Electrosprayed CNTs on Electrospun PVDF-Co-HFP Membrane for Robust Membrane Distillation

Round 1

Reviewer 1 Report

The paper is well-planned and well-written, however, some improvements need to be provided before the acceptance:

1. DCMD - line 19 - unexplained abbreviation (I guess the authors meant Direct Contact MD).

2. The presented study generally sounds moderately novel, however, it would be worth mentioning that NCTs in water desalination applications (also MD) were investigated in other works (e.g. https://doi.org/10.1021/am100981s). In the paper https://www.nature.com/articles/srep41562 the electrospun PVDF-HFP membranes with embedded NCT as MD were presented! The authors should provide some mentions of similar works in this field of science from the past and try to explain better what is the element of novelty in the presented manuscript. For instance: I would like to know if is it better to deposit NCT on the fiber's surface or to put this inside the fiber.

Author Response

Comments and Suggestions for Authors, and point-by-point answers to each comment.
────────────────────────────────────────
Tasks to complete:
1. Please reproduce everything in the review from "1. DCMD - line" down to "inside the fiber.".
2. List the section headings that appear below the title of the review.

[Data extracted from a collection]
────────────────────────────────────────
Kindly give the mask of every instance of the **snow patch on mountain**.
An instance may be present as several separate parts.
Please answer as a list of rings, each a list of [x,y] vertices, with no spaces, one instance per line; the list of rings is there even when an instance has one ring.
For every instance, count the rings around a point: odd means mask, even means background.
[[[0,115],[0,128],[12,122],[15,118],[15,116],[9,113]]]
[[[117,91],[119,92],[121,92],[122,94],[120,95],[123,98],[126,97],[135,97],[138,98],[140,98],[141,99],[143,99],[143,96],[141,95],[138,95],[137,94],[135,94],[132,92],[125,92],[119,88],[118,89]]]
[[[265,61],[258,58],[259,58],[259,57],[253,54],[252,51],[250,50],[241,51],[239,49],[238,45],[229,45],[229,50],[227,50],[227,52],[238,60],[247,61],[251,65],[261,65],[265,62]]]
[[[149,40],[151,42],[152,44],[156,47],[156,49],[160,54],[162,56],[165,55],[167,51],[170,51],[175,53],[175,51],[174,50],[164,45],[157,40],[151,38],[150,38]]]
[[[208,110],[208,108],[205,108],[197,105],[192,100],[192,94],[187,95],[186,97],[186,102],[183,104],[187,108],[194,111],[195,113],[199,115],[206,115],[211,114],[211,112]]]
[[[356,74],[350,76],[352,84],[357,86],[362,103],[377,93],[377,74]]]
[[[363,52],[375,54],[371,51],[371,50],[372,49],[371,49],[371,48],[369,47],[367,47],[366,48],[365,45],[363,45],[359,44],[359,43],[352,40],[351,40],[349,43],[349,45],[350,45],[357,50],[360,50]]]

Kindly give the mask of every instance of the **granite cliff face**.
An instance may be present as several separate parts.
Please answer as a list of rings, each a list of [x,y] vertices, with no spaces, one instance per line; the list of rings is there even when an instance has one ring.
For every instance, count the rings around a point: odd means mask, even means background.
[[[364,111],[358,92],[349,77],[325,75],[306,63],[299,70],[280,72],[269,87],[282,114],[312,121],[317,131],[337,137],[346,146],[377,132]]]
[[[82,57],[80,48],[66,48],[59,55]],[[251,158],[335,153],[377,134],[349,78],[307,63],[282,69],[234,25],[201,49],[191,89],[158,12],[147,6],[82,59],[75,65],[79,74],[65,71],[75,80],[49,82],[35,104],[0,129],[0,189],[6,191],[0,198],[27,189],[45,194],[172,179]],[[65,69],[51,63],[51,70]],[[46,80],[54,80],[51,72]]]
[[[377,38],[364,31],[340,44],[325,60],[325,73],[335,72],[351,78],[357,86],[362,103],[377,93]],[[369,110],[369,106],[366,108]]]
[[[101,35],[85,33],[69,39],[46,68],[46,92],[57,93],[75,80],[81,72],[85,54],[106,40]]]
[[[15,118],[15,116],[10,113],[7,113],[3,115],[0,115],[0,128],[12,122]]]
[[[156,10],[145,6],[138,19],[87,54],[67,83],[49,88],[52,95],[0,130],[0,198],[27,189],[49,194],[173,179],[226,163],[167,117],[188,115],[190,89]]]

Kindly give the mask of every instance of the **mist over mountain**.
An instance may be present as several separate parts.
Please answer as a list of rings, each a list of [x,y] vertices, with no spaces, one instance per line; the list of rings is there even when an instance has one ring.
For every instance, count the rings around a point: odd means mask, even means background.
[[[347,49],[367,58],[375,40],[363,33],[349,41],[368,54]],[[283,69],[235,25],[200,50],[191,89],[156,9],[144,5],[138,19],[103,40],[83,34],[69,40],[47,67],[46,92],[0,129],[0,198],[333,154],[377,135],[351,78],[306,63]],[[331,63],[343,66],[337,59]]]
────────────────────────────────────────
Answers to each task:
1.
1. DCMD - line 19 - unexplained abbreviation (I guess the authors meant Direct Contact MD).

2. The presented study generally sounds moderately novel, however, it would be worth mentioning that NCTs in water desalination applications (also MD) were investigated in other works (e.g. https://doi.org/10.1021/am100981s). In the paper https://www.nature.com/articles/srep41562 the electrospun PVDF-HFP membranes with embedded NCT as MD were presented! The authors should provide some mentions of similar works in this field of science from the past and try to explain better what is the element of novelty in the presented manuscript. For instance: I would like to know if is it better to deposit NCT on the fiber's surface or to put this inside the fiber.

2.
Round 1
Reviewer 1 Report
Author Response